PROMPT:
Return every line of the listing below without any changes, but leave the pictures out.

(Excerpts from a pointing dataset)
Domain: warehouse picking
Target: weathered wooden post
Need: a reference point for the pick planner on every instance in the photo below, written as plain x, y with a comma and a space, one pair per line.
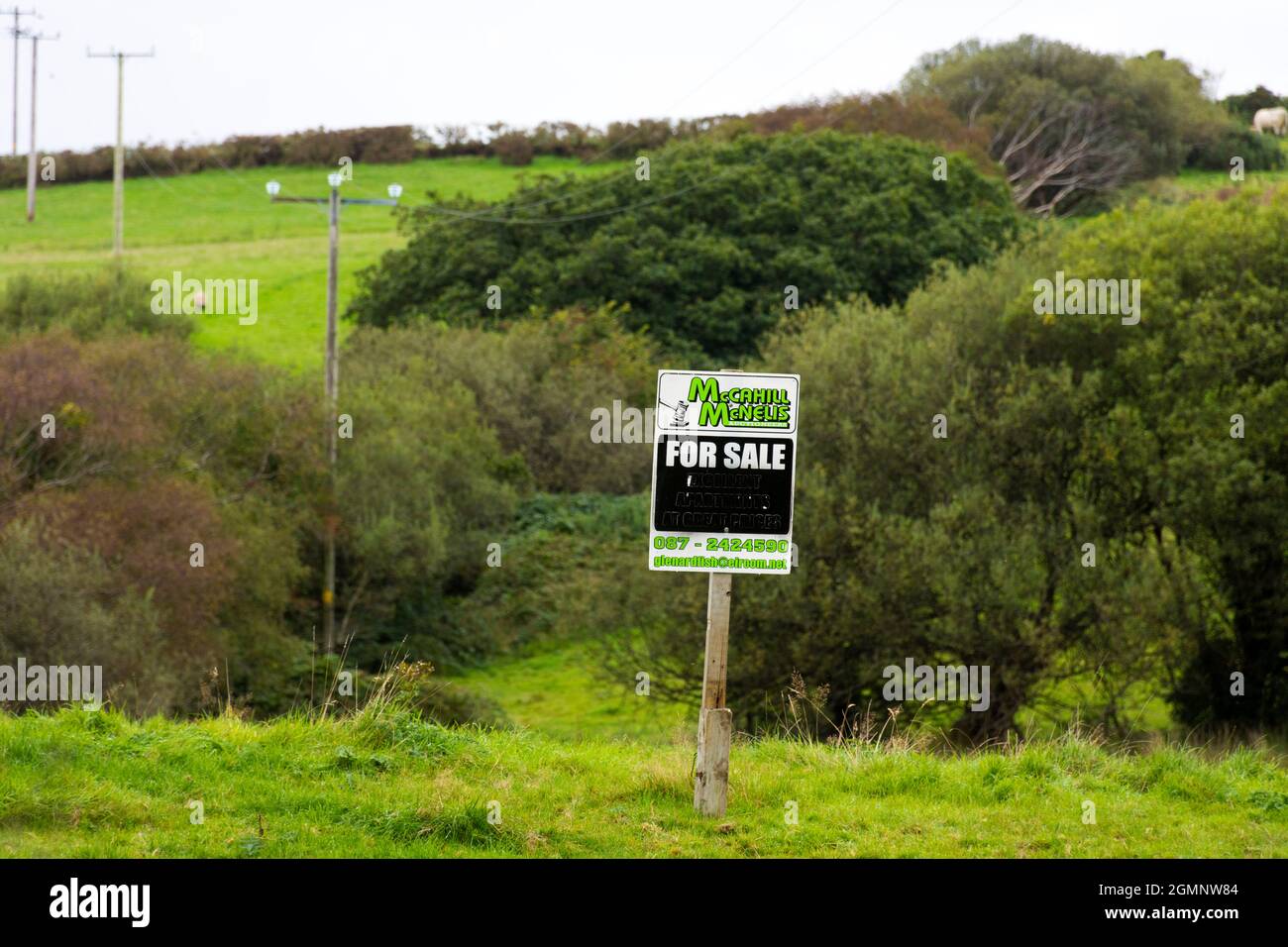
724, 471
715, 720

SOLUTION TO THE EXERCISE:
Domain: warehouse picking
Target: weathered wooden post
Need: a reference point for the pick planner on every instance in the photo below, written as plain x, y with a comma and a space, one pair per line.
724, 471
715, 720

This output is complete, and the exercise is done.